* **Yapılacaklar**: Aşağıdaki öğelerden "grey" sözcüğünü içeren her satırı topla.

════════════════════

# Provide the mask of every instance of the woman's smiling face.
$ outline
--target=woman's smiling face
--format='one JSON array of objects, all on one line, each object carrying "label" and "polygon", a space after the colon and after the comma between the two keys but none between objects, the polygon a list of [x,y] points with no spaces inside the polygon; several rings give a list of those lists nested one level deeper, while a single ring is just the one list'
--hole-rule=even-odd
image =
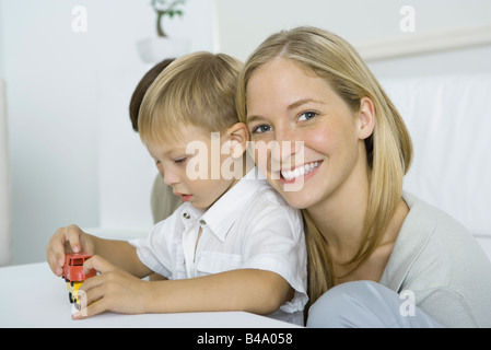
[{"label": "woman's smiling face", "polygon": [[[256,148],[256,163],[292,207],[320,205],[356,176],[353,170],[366,161],[360,159],[363,113],[351,110],[326,80],[280,57],[252,73],[246,94],[252,141],[276,141],[280,149],[269,148],[260,162]],[[302,186],[288,189],[295,180]]]}]

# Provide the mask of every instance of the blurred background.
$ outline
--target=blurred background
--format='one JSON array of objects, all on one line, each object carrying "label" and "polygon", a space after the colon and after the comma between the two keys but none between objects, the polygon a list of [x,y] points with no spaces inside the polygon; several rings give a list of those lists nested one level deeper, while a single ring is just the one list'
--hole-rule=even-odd
[{"label": "blurred background", "polygon": [[[245,60],[270,34],[314,25],[359,48],[381,80],[491,73],[489,0],[187,0],[179,8],[183,15],[162,25],[188,51]],[[157,36],[155,23],[150,0],[0,0],[0,266],[44,260],[50,235],[71,223],[115,238],[148,233],[156,168],[128,105],[155,63],[138,49]]]}]

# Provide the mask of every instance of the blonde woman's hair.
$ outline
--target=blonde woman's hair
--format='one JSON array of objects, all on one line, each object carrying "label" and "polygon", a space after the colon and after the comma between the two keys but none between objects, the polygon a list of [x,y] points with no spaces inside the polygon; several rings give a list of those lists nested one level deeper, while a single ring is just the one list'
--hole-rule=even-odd
[{"label": "blonde woman's hair", "polygon": [[238,122],[237,78],[243,63],[224,54],[194,52],[166,67],[140,106],[138,130],[145,144],[175,141],[182,126],[223,132]]},{"label": "blonde woman's hair", "polygon": [[[247,117],[247,82],[253,72],[274,58],[294,61],[325,79],[353,112],[362,97],[375,106],[375,128],[365,140],[370,166],[370,191],[362,244],[347,265],[353,272],[378,246],[396,206],[401,198],[402,177],[409,170],[412,144],[408,130],[394,104],[361,59],[356,50],[339,36],[315,27],[297,27],[271,35],[247,59],[238,78],[237,113]],[[308,253],[308,296],[314,303],[334,285],[332,261],[326,238],[302,210]],[[351,273],[350,272],[350,273]]]}]

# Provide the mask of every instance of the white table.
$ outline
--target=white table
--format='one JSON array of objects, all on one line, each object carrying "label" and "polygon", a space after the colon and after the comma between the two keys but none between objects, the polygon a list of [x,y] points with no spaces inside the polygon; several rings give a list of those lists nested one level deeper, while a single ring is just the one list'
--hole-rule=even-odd
[{"label": "white table", "polygon": [[0,268],[0,328],[5,327],[168,327],[291,328],[294,324],[244,312],[121,315],[104,313],[71,319],[65,281],[47,262]]}]

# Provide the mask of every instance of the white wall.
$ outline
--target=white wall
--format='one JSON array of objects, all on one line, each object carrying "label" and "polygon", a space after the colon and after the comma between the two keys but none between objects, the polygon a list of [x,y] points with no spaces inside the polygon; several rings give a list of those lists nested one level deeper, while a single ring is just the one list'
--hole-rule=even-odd
[{"label": "white wall", "polygon": [[[366,42],[491,24],[489,0],[217,0],[220,49],[245,60],[270,34],[297,25],[331,31],[355,47]],[[405,5],[414,10],[414,32],[402,32]],[[490,50],[465,50],[454,55],[430,55],[370,62],[379,78],[490,70]],[[468,65],[465,62],[468,61]]]},{"label": "white wall", "polygon": [[[80,4],[86,32],[72,30]],[[45,259],[49,236],[70,223],[148,228],[156,172],[131,130],[128,104],[151,67],[136,48],[138,39],[156,35],[150,0],[0,5],[13,262]],[[213,0],[188,0],[185,16],[165,23],[167,34],[190,38],[191,50],[213,50]]]},{"label": "white wall", "polygon": [[[80,4],[87,32],[74,33],[71,11]],[[417,32],[491,23],[489,0],[188,0],[185,18],[166,28],[190,37],[191,50],[245,60],[268,35],[296,25],[322,26],[352,43],[410,35],[399,28],[406,4],[416,10]],[[155,171],[131,130],[128,103],[150,68],[136,42],[155,35],[154,22],[150,0],[0,0],[14,264],[43,260],[48,237],[69,223],[115,233],[151,224]],[[442,61],[447,71],[468,59],[479,71],[489,67],[490,51],[370,65],[379,78],[432,74]]]}]

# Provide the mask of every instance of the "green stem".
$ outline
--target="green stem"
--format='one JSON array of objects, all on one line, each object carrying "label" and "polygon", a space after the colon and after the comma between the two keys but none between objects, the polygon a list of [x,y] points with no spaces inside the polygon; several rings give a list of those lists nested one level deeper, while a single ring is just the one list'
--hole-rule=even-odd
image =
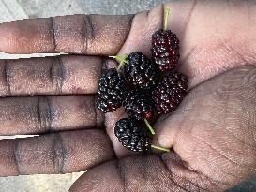
[{"label": "green stem", "polygon": [[165,151],[165,152],[170,152],[170,149],[164,148],[164,147],[159,147],[157,145],[152,144],[151,145],[152,148],[158,149],[158,150],[161,150],[161,151]]},{"label": "green stem", "polygon": [[170,8],[166,8],[164,12],[164,30],[168,29],[168,21],[169,21],[169,15],[170,15]]},{"label": "green stem", "polygon": [[150,124],[149,124],[149,122],[147,121],[147,119],[144,119],[144,122],[145,122],[147,127],[149,128],[151,134],[152,134],[152,135],[155,135],[156,133],[155,133],[155,131],[154,131],[154,128],[150,126]]}]

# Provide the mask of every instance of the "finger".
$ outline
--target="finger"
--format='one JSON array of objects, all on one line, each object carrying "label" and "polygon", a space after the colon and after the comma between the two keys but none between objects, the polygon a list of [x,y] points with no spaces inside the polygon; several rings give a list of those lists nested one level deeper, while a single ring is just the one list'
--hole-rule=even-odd
[{"label": "finger", "polygon": [[184,168],[182,162],[166,158],[130,156],[102,164],[79,178],[70,191],[218,191],[210,180]]},{"label": "finger", "polygon": [[254,175],[255,76],[256,67],[247,66],[193,89],[156,125],[155,142],[173,147],[190,167],[219,183],[233,185]]},{"label": "finger", "polygon": [[73,15],[6,22],[0,25],[0,51],[115,55],[132,17]]},{"label": "finger", "polygon": [[0,176],[86,170],[113,159],[102,130],[90,129],[0,140]]},{"label": "finger", "polygon": [[100,127],[103,119],[89,95],[0,99],[0,135]]},{"label": "finger", "polygon": [[105,62],[91,56],[0,60],[0,96],[96,94]]}]

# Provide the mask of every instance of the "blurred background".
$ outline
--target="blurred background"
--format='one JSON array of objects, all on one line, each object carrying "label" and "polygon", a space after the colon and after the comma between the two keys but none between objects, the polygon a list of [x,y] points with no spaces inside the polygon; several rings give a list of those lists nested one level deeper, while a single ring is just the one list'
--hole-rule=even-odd
[{"label": "blurred background", "polygon": [[[147,10],[164,0],[0,0],[0,22],[71,14],[128,14]],[[40,56],[34,54],[33,56]],[[28,57],[0,53],[0,59]],[[0,140],[3,137],[0,137]],[[68,192],[83,172],[64,175],[0,177],[0,192]],[[229,192],[256,191],[256,179]]]}]

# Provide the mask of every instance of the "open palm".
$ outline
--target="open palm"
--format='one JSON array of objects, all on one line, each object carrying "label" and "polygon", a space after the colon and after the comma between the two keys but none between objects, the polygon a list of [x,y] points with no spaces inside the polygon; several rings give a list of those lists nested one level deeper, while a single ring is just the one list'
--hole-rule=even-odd
[{"label": "open palm", "polygon": [[[155,125],[155,143],[173,151],[132,155],[113,136],[123,109],[95,108],[105,56],[142,51],[169,26],[181,41],[189,92]],[[128,16],[67,16],[0,25],[0,51],[65,55],[0,61],[0,176],[88,170],[71,191],[221,191],[256,170],[256,5],[178,1]],[[35,95],[35,96],[30,96]]]}]

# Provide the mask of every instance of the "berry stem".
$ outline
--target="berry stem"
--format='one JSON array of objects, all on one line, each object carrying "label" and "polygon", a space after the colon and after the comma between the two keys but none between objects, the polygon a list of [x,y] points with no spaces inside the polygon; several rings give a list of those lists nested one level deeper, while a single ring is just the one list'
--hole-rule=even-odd
[{"label": "berry stem", "polygon": [[117,67],[117,71],[119,72],[120,69],[123,67],[123,66],[125,66],[126,64],[128,64],[127,58],[128,58],[128,55],[127,54],[124,54],[124,55],[116,55],[116,56],[110,56],[113,59],[115,59],[116,61],[119,62],[119,66]]},{"label": "berry stem", "polygon": [[151,134],[152,134],[152,135],[155,135],[156,133],[155,133],[155,131],[154,131],[154,128],[150,126],[150,124],[149,124],[149,122],[147,121],[147,119],[144,119],[144,122],[145,122],[147,127],[149,128]]},{"label": "berry stem", "polygon": [[164,30],[168,29],[169,15],[170,15],[170,8],[166,8],[164,11]]},{"label": "berry stem", "polygon": [[167,148],[164,148],[164,147],[159,147],[159,146],[157,146],[157,145],[154,145],[154,144],[152,144],[151,147],[154,148],[154,149],[158,149],[158,150],[161,150],[161,151],[165,151],[165,152],[170,152],[170,149],[167,149]]}]

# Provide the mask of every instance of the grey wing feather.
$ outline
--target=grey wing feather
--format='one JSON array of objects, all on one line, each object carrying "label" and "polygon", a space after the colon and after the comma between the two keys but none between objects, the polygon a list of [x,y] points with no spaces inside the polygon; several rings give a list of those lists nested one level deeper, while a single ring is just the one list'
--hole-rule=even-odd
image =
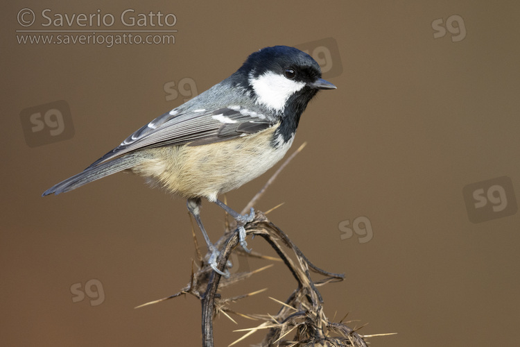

════════════════════

* **Son yanıt**:
# Provide the mask of every instance of the grey wing feather.
--target=grey wing feather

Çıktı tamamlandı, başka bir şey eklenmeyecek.